* _WHAT THE TASK ASKS_
Return, verbatim and in full, the records that follow, but not their pictures.

[Data extracted from a collection]

- - - - -

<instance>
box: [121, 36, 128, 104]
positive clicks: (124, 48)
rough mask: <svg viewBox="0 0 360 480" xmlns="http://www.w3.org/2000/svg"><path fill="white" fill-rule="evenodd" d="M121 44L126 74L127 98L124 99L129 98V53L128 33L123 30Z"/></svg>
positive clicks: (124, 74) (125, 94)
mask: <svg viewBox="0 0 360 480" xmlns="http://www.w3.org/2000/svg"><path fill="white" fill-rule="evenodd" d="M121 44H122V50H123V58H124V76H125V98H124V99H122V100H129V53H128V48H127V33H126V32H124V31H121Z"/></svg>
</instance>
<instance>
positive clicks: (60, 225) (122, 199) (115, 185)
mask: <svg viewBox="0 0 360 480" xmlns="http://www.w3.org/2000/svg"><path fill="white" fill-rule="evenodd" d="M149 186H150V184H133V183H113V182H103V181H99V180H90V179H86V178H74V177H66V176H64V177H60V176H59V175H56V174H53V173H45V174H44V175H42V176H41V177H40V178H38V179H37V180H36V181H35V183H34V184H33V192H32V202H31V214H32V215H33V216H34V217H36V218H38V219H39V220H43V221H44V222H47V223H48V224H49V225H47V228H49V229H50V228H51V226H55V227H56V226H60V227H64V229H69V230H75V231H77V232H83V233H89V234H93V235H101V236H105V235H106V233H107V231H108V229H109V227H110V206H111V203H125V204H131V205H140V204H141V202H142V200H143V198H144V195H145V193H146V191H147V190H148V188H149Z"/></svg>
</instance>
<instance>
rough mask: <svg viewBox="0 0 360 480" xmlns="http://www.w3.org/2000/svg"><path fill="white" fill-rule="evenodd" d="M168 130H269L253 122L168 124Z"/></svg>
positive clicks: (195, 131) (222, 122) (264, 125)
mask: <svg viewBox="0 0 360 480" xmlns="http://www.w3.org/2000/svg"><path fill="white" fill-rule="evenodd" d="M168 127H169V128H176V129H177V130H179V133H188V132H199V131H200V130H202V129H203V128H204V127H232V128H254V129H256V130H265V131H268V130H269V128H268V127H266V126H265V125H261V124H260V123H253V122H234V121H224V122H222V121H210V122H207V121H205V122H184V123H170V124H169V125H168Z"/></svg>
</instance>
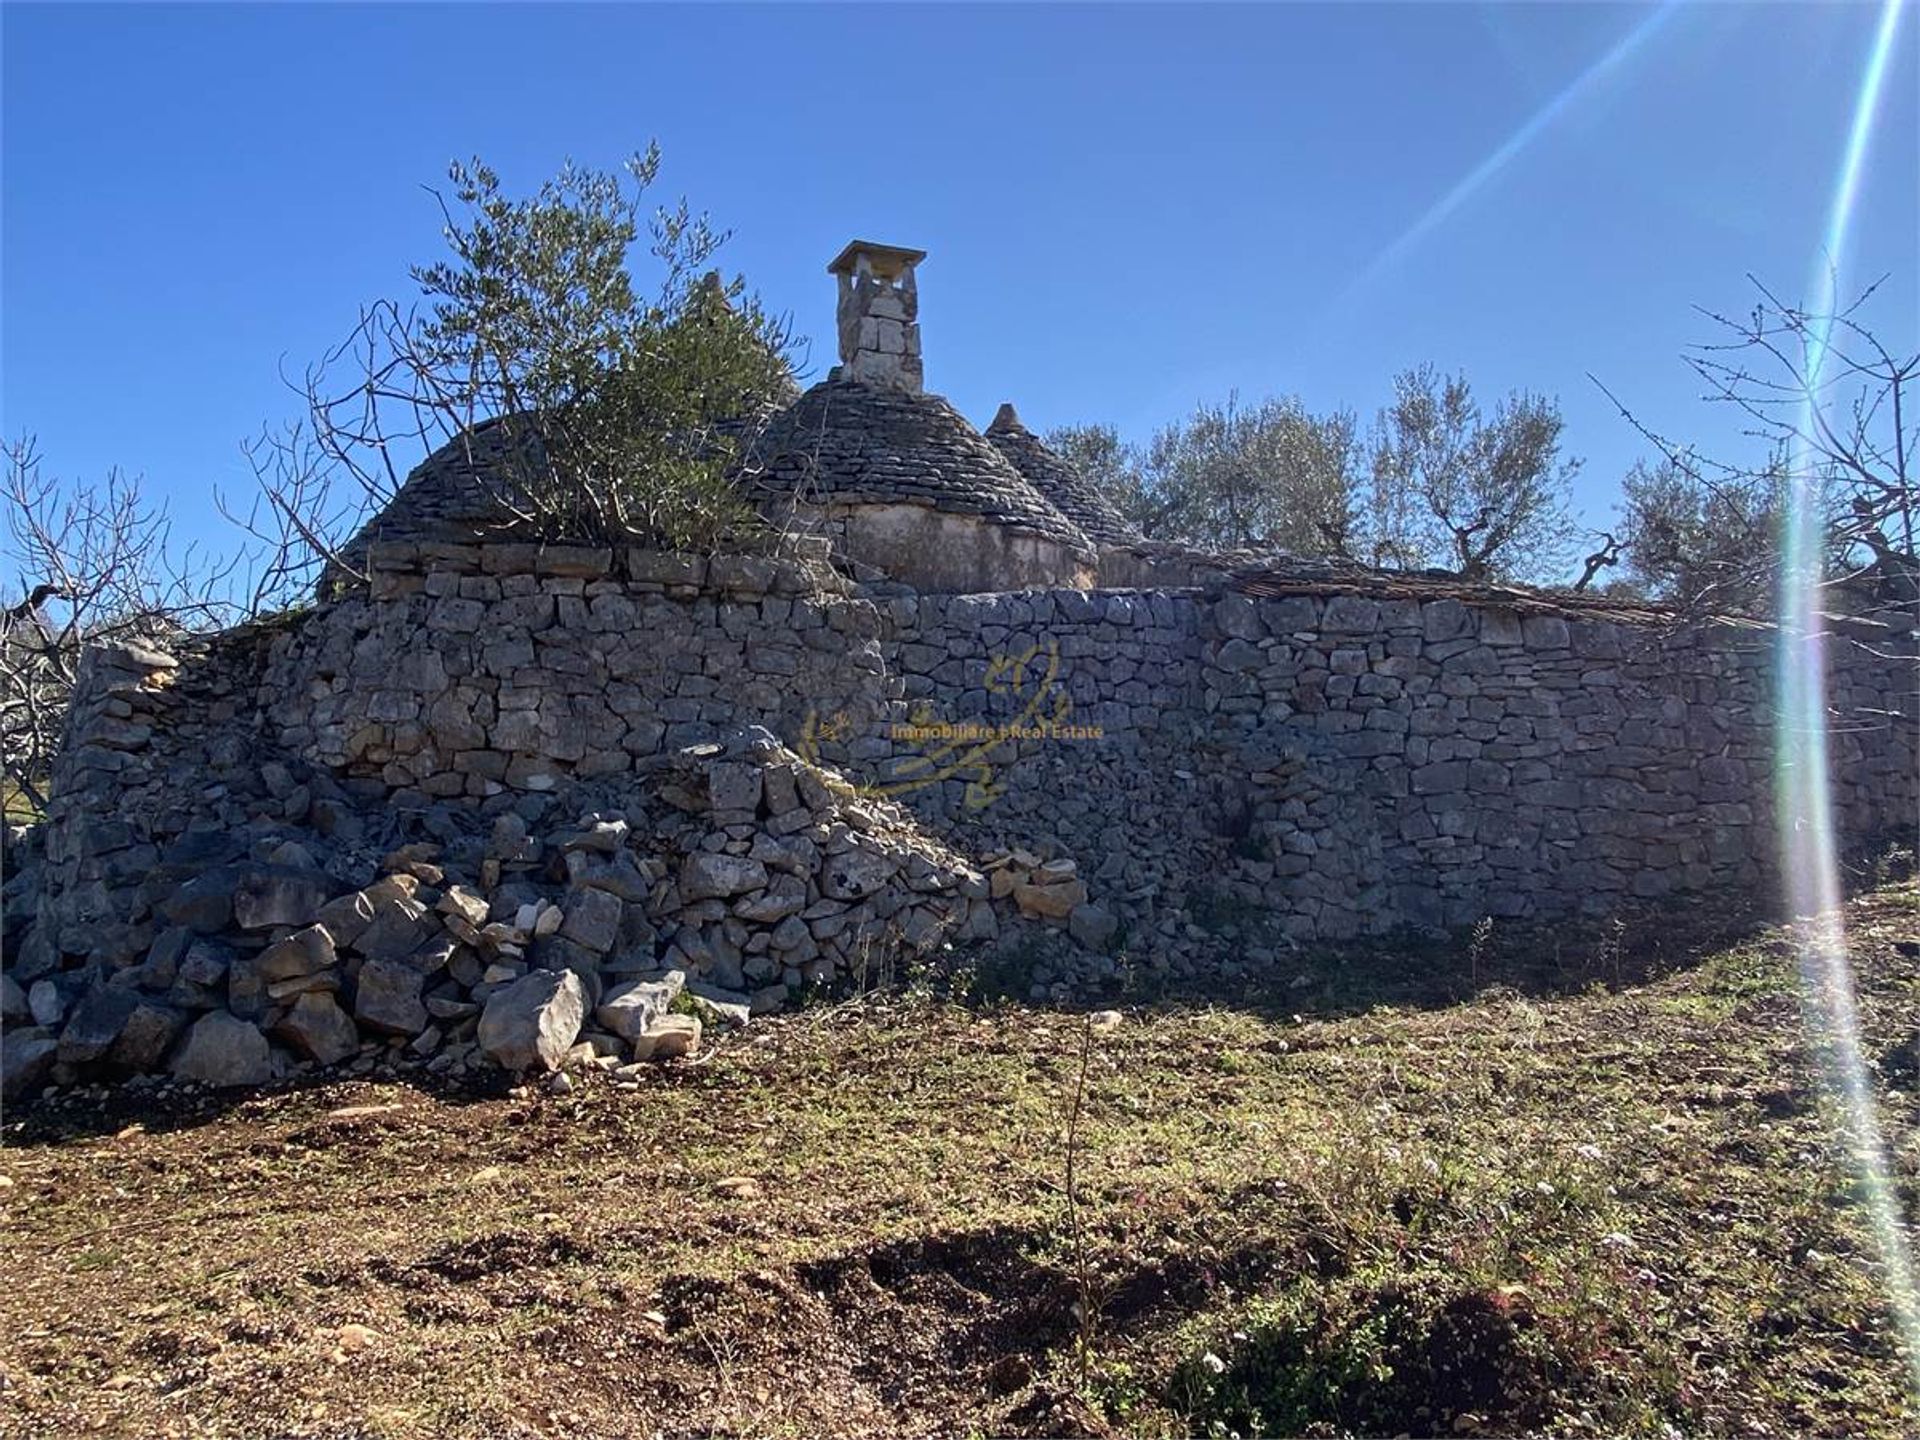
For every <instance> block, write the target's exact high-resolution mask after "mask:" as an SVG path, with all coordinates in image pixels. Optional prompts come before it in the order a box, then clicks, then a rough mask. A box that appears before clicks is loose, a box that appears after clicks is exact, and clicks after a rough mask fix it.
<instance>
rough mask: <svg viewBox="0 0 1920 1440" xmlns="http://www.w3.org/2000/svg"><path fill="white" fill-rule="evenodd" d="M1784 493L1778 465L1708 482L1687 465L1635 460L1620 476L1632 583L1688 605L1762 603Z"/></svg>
mask: <svg viewBox="0 0 1920 1440" xmlns="http://www.w3.org/2000/svg"><path fill="white" fill-rule="evenodd" d="M1784 495H1786V486H1784V467H1778V465H1776V467H1772V468H1770V470H1766V472H1761V474H1751V476H1730V478H1724V480H1722V482H1718V484H1713V486H1707V484H1701V480H1699V470H1697V467H1692V468H1690V465H1688V463H1676V461H1668V459H1665V457H1663V459H1659V461H1657V463H1653V465H1647V463H1645V461H1636V463H1634V467H1632V468H1630V470H1628V472H1626V478H1624V480H1622V482H1620V557H1619V559H1620V561H1622V563H1624V570H1626V576H1624V578H1626V582H1628V584H1632V586H1634V589H1638V591H1642V593H1645V595H1649V597H1651V599H1659V601H1665V603H1670V605H1678V607H1682V609H1724V611H1753V609H1764V607H1766V605H1768V603H1770V591H1772V584H1770V580H1772V559H1770V557H1772V555H1774V553H1776V547H1778V532H1780V518H1782V499H1784Z"/></svg>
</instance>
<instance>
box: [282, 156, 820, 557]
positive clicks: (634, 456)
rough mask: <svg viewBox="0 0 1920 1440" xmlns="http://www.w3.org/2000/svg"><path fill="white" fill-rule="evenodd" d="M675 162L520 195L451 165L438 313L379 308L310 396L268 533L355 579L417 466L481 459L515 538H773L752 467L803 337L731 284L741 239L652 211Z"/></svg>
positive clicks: (360, 328) (438, 289)
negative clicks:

- - - - -

* _EXPECTED OUTPUT_
<instance>
box: [121, 36, 128, 104]
positive clicks: (124, 48)
rough mask: <svg viewBox="0 0 360 480" xmlns="http://www.w3.org/2000/svg"><path fill="white" fill-rule="evenodd" d="M121 44L126 74L127 98L124 99L129 98V53L128 33L123 30Z"/></svg>
positive clicks: (124, 74) (125, 94)
mask: <svg viewBox="0 0 360 480" xmlns="http://www.w3.org/2000/svg"><path fill="white" fill-rule="evenodd" d="M121 44H122V50H123V58H124V76H125V98H124V99H122V100H129V53H128V48H127V33H126V32H124V31H121Z"/></svg>
</instance>
<instance>
positive clicks: (60, 225) (122, 199) (115, 185)
mask: <svg viewBox="0 0 360 480" xmlns="http://www.w3.org/2000/svg"><path fill="white" fill-rule="evenodd" d="M149 186H150V184H133V183H113V182H103V181H99V180H90V179H86V178H74V177H66V176H64V177H60V176H59V175H56V174H53V173H45V174H44V175H42V176H41V177H40V178H38V179H37V180H36V181H35V183H34V184H33V192H32V202H31V214H32V215H33V216H34V217H36V218H38V219H39V220H43V221H44V222H47V223H48V224H49V225H47V228H49V229H50V228H51V226H55V227H56V226H60V227H64V229H69V230H75V231H77V232H83V233H89V234H93V235H101V236H105V235H106V233H107V231H108V229H109V227H110V206H111V203H125V204H131V205H140V204H141V202H142V200H143V198H144V195H145V193H146V191H147V190H148V188H149Z"/></svg>
</instance>
<instance>
rough mask: <svg viewBox="0 0 360 480" xmlns="http://www.w3.org/2000/svg"><path fill="white" fill-rule="evenodd" d="M168 130H269L253 122L168 124Z"/></svg>
positive clicks: (195, 131) (222, 122) (264, 125)
mask: <svg viewBox="0 0 360 480" xmlns="http://www.w3.org/2000/svg"><path fill="white" fill-rule="evenodd" d="M168 127H169V128H176V129H177V130H179V133H188V132H199V131H200V130H202V129H203V128H204V127H232V128H254V129H256V130H265V131H268V130H269V128H268V127H266V126H265V125H261V124H260V123H253V122H234V121H224V122H222V121H210V122H207V121H205V122H184V123H170V124H169V125H168Z"/></svg>
</instance>
For every <instance> block, write the target's exact high-resolution mask after "mask:" as an SVG path, with all coordinates in image pixels. Optional prompts come before it in the order a box, then clicks, then a rough mask. A box that appears before clicks is loose, a box that appears after clicks is exact, and clicks after a rough mask fix it.
<instance>
rough mask: <svg viewBox="0 0 1920 1440" xmlns="http://www.w3.org/2000/svg"><path fill="white" fill-rule="evenodd" d="M1784 493L1778 465L1708 482L1687 465L1635 460L1620 476L1632 583L1688 605L1762 603Z"/></svg>
mask: <svg viewBox="0 0 1920 1440" xmlns="http://www.w3.org/2000/svg"><path fill="white" fill-rule="evenodd" d="M1784 495H1786V486H1784V467H1778V465H1776V467H1772V468H1770V470H1766V472H1761V474H1751V476H1730V478H1724V480H1722V482H1718V484H1713V486H1707V484H1701V480H1699V470H1697V467H1692V468H1690V465H1688V463H1676V461H1668V459H1665V457H1663V459H1659V461H1657V463H1653V465H1647V463H1645V461H1636V463H1634V467H1632V468H1630V470H1628V472H1626V478H1624V480H1622V482H1620V557H1619V559H1620V561H1622V563H1624V570H1626V576H1624V578H1626V582H1628V584H1632V586H1634V589H1638V591H1642V593H1645V595H1649V597H1651V599H1659V601H1665V603H1670V605H1678V607H1682V609H1724V611H1753V609H1764V607H1766V605H1768V603H1770V591H1772V584H1770V580H1772V559H1770V557H1772V555H1774V553H1776V547H1778V532H1780V518H1782V499H1784Z"/></svg>
</instance>
<instance>
box: [282, 156, 820, 557]
positive clicks: (634, 456)
rough mask: <svg viewBox="0 0 1920 1440" xmlns="http://www.w3.org/2000/svg"><path fill="white" fill-rule="evenodd" d="M675 162L520 195L451 165L438 313L379 308L310 396L268 533L355 579L417 466L481 459L515 538H773L752 467L803 337L731 284L741 239L652 211Z"/></svg>
positive clicks: (360, 328) (438, 289)
negative clicks:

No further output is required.